GOAL OF THE EXERCISE -> Pull every line of the entries that has the word "shavings".
====
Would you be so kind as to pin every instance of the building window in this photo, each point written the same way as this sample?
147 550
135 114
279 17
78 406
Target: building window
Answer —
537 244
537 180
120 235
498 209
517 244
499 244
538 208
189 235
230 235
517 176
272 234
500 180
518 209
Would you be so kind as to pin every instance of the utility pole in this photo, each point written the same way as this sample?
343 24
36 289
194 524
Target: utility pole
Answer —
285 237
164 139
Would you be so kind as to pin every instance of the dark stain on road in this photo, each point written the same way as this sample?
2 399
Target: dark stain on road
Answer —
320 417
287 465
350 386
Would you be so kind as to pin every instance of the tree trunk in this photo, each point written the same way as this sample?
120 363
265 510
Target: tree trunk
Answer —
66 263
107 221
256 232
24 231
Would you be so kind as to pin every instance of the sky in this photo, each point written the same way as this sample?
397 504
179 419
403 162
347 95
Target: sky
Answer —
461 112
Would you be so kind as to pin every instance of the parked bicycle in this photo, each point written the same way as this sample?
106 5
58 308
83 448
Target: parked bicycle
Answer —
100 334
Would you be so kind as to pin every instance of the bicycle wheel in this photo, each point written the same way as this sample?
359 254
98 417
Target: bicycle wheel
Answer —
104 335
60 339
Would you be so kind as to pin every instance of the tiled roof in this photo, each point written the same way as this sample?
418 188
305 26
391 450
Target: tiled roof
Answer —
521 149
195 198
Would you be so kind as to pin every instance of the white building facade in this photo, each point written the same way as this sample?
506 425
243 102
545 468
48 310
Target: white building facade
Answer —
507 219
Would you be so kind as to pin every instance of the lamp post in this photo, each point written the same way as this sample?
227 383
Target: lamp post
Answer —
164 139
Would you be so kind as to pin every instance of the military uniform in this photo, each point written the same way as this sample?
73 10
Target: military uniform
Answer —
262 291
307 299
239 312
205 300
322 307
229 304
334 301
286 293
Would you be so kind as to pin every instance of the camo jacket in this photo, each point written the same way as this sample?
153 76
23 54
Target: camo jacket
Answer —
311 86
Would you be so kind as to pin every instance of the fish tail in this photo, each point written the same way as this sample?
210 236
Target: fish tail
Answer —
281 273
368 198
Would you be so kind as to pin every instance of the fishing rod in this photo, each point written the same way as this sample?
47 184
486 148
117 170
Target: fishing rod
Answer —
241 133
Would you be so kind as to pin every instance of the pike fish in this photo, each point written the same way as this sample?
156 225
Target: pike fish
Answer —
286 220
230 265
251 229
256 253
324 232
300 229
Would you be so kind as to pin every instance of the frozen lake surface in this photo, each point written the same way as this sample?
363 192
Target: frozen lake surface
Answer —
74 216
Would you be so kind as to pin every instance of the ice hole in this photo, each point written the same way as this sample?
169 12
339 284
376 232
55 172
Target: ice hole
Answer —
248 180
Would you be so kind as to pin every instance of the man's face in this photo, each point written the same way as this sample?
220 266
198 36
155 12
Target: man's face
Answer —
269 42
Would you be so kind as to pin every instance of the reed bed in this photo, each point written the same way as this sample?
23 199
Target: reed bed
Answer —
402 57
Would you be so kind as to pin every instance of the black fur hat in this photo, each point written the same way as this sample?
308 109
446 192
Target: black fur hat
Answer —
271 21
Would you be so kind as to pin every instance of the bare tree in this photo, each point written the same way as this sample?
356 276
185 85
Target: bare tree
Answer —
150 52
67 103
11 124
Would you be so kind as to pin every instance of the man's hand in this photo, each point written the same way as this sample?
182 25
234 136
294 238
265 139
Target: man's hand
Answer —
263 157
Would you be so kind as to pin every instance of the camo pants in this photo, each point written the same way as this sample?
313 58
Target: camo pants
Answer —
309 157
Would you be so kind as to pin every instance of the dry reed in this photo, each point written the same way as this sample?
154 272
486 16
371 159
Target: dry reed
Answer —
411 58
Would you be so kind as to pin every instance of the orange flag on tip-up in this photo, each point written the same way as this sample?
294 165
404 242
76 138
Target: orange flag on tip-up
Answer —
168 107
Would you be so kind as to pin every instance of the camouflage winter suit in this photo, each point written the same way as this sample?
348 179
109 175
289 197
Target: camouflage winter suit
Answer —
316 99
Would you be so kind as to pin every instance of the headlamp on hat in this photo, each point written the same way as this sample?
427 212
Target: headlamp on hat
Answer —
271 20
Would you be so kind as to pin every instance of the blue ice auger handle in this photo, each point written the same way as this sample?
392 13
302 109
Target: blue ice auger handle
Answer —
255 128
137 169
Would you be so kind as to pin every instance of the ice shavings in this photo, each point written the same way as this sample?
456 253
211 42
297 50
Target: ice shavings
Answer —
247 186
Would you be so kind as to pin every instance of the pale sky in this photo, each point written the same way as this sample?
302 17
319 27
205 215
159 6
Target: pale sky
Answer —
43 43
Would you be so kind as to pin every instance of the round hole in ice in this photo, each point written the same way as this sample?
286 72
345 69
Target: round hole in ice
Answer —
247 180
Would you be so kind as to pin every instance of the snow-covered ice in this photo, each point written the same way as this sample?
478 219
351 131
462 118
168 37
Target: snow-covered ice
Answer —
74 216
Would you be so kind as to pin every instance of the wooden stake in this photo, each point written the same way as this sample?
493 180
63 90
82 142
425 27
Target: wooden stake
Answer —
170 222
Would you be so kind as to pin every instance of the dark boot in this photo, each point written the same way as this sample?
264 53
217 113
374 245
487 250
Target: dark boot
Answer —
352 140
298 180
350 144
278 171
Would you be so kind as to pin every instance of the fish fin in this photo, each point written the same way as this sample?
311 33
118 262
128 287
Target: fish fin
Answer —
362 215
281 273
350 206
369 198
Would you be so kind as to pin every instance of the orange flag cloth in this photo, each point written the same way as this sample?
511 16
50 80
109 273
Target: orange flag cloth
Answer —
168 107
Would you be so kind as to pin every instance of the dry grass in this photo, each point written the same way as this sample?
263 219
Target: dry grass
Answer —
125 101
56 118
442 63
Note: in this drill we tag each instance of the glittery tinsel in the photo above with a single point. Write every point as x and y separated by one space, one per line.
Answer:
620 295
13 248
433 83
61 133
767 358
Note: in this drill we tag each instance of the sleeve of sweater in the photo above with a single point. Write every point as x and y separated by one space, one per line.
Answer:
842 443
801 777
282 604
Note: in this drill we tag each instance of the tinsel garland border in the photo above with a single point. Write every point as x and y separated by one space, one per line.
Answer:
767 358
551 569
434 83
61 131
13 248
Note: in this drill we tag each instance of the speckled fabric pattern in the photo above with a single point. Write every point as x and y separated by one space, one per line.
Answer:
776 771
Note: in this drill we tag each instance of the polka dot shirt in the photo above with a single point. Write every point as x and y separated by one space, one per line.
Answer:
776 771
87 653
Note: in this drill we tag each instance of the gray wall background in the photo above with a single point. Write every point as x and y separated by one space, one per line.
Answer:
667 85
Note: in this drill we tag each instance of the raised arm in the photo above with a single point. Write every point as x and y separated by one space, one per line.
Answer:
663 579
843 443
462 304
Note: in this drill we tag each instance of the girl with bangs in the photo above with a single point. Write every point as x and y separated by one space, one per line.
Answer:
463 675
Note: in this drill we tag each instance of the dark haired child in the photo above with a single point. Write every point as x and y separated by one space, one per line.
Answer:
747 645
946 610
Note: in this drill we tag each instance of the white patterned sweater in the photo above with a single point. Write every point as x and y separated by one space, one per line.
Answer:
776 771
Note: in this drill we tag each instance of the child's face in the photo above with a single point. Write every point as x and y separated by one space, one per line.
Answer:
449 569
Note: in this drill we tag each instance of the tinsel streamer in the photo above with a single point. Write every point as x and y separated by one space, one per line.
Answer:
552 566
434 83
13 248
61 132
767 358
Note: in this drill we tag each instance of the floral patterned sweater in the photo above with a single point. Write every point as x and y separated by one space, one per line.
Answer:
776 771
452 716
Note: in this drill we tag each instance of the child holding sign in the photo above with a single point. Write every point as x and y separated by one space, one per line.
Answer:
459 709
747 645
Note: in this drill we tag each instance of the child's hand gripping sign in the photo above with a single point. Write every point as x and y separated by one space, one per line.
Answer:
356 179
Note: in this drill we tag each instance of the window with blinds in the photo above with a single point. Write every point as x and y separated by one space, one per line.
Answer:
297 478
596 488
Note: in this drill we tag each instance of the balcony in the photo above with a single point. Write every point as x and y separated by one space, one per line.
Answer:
====
EXPECTED ANSWER ->
Would you be so kind as to pin every instance of the ice shavings in this photo, each point written the same way as this sample?
Target: ice shavings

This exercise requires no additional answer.